**Source extract:**
Occupy Wall Street: FAQ

Occupy Wall Street: FAQ

How it came about, what it means, how it works and everything else you need to know about Occupy Wall Street.


Q: I hear that Adbusters organized Occupy Wall Street? Or Anonymous? Or US Day of Rage? Just who put this together anyway?

A: All of the above, and more. Adbusters made the initial call in mid-July, and also produced a very sexy poster with a ballerina posed atop the Charging Bull statue and riot police in the background. US Day of Rage, the mainly internet-based creation of IT strategist Alexa O’Brien, got involved too and did a lot of the early legwork and tweeting. Anonymous—in its various and multiform visages—joined in late August. On the ground in New York, though, most of the planning was done by people involved in the NYC General Assembly, a collection of activists, artists and students first convened by folks who had been involved in New Yorkers Against Budget Cuts. That coalition of students and union workers had just finished a three-week occupation near City Hall called Bloombergville protesting the mayor’s plans for budget cuts and layoffs. They had learned from the experience and were itching to do it again, this time with the hope of having a bigger impact. But no one person or group is running the Wall Street occupation entirely.

So nobody is in charge? How do decisions get made?

The General Assembly has become the de facto decision-making body for the occupation at Liberty Plaza, just a few blocks north of Wall Street. (That was Zuccotti Park’s name before 2006, when the space was rebuilt by Brookfield Properties and renamed after its chairman, John Zuccotti.) Get ready for jargon: the General Assembly is a horizontal, autonomous, leaderless, modified-consensus-based system with roots in anarchist thought, and it’s akin to the assemblies that have been driving recent social movements around the world, in places like Argentina, Egypt’s Tahrir Square, Madrid’s Puerta del Sol and so on. Working toward consensus is really hard, frustrating and slow. But the occupiers are taking their time. When they finally get to consensus on some issue, often after days and days of trying, the feeling is quite incredible. A mighty cheer fills the plaza. It’s hard to describe the experience of being among hundreds of passionate, rebellious, creative people who are all in agreement about something.

Fortunately, though, they don’t need to come to consensus about everything. Working alongside the General Assembly are an ever-growing number of committees and working groups—from Food and Media to Direct Action and Sanitation. Anyone is welcome to join one, and they each do their own thing, working in tacit coordination with the General Assembly as a whole. In the end, the hope is that every individual is empowered to make decisions and act as her or himself, for the good of the group.

What are the demands of the protesters?

Ugh—the zillion-dollar question. Again, the original Adbusters call asked, “What is our one demand?” Technically, there isn’t one yet. In the weeks leading up to September 17, the NYC General Assembly seemed to be veering away from the language of “demands” in the first place, largely because government institutions are already so shot through with corporate money that making specific demands would be pointless until the movement grew stronger politically. Instead, to begin with, they opted to make their demand the occupation itself—and the direct democracy taking place there—which in turn may or may not come up with some specific demand. When you think about it, this act is actually a pretty powerful statement against the corruption that Wall Street has come to represent. But since thinking is often too much to ask of the American mass media, the question of demands has turned into a massive PR challenge.

(Region outline entries)
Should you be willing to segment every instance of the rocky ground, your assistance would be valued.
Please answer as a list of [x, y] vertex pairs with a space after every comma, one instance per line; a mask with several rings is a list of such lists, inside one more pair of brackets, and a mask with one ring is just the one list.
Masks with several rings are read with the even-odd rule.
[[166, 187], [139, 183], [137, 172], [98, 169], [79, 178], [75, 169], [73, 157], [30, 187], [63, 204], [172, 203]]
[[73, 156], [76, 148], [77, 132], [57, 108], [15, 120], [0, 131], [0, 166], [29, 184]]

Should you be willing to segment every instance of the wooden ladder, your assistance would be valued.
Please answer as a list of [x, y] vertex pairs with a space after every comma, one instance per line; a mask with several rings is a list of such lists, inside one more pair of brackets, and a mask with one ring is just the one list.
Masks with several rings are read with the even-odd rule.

==

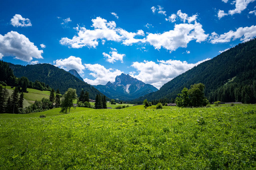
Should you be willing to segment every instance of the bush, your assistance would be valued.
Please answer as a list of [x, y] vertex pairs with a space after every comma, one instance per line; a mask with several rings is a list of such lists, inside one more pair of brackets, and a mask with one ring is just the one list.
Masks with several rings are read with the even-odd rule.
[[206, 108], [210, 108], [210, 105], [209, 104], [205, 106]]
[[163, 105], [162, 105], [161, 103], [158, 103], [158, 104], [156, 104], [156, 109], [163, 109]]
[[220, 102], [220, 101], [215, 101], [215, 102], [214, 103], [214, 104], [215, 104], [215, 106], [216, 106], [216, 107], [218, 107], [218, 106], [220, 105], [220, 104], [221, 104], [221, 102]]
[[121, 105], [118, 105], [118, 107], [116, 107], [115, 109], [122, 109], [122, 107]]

**The tasks:**
a: Copy the Occupy Wall Street FAQ word for word, starting at "How it came" up to and including "this together anyway?".
b: Name each committee or working group that the Occupy Wall Street FAQ mentions by name.

**Solutions per task:**
a:
How it came about, what it means, how it works and everything else you need to know about Occupy Wall Street.


Q: I hear that Adbusters organized Occupy Wall Street? Or Anonymous? Or US Day of Rage? Just who put this together anyway?

b:
Food
Media
Direct Action
Sanitation